▶ Objective
Pull out every line of the data below that contains the word "harness". Case counts.
____ Dataset
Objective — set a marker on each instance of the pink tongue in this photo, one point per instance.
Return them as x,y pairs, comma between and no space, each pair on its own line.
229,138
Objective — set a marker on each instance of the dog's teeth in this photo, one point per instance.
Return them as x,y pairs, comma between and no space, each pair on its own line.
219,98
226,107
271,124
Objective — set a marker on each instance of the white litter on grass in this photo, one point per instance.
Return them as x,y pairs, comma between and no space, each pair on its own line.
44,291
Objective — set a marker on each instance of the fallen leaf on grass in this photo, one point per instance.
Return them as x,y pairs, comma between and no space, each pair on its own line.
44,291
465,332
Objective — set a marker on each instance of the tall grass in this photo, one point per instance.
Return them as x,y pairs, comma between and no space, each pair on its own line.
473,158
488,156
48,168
________
____ Dataset
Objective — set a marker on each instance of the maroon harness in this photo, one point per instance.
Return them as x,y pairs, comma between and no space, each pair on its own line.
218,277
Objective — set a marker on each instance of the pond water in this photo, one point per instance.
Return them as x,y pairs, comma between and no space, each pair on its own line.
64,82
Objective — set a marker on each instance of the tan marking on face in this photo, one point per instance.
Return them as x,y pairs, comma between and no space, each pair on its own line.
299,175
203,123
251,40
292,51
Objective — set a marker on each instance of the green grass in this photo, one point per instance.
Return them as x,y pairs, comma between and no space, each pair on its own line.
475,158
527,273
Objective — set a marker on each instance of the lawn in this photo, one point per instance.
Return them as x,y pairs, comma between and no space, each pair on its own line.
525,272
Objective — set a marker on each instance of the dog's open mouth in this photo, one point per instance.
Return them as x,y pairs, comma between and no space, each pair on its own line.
________
____ Dataset
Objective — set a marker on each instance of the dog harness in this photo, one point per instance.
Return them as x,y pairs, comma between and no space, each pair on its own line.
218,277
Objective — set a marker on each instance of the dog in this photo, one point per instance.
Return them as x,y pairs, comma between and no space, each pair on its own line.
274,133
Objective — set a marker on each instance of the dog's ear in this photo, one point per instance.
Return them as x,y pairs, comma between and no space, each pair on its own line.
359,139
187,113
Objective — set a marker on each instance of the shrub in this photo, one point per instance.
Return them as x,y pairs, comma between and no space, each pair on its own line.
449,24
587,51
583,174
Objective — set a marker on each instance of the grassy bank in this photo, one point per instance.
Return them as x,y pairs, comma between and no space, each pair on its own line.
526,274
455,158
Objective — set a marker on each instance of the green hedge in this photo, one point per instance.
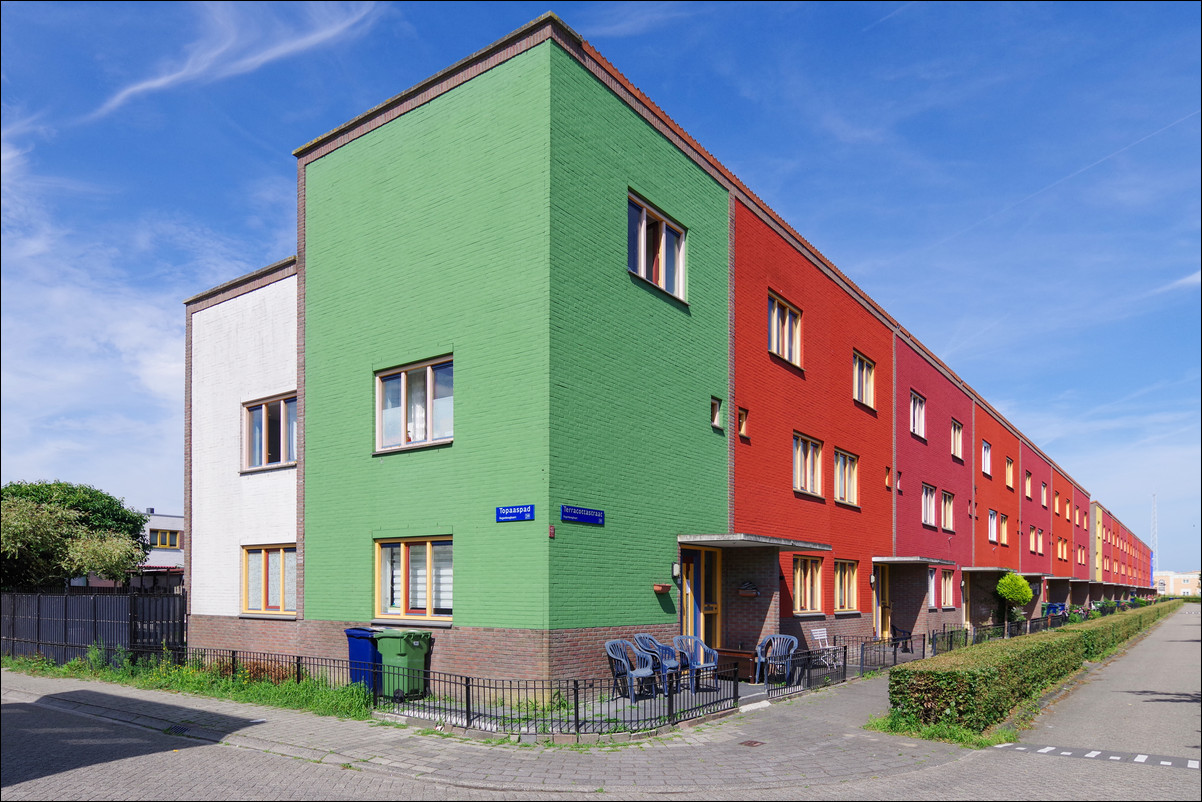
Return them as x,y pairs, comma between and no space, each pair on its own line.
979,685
________
▶ Exercise answer
Objective — set a marker on each instance of the maroon harness in this photo, one point per instance.
Objective — set a marker on each instance of the dog harness in this photo, one point per instance.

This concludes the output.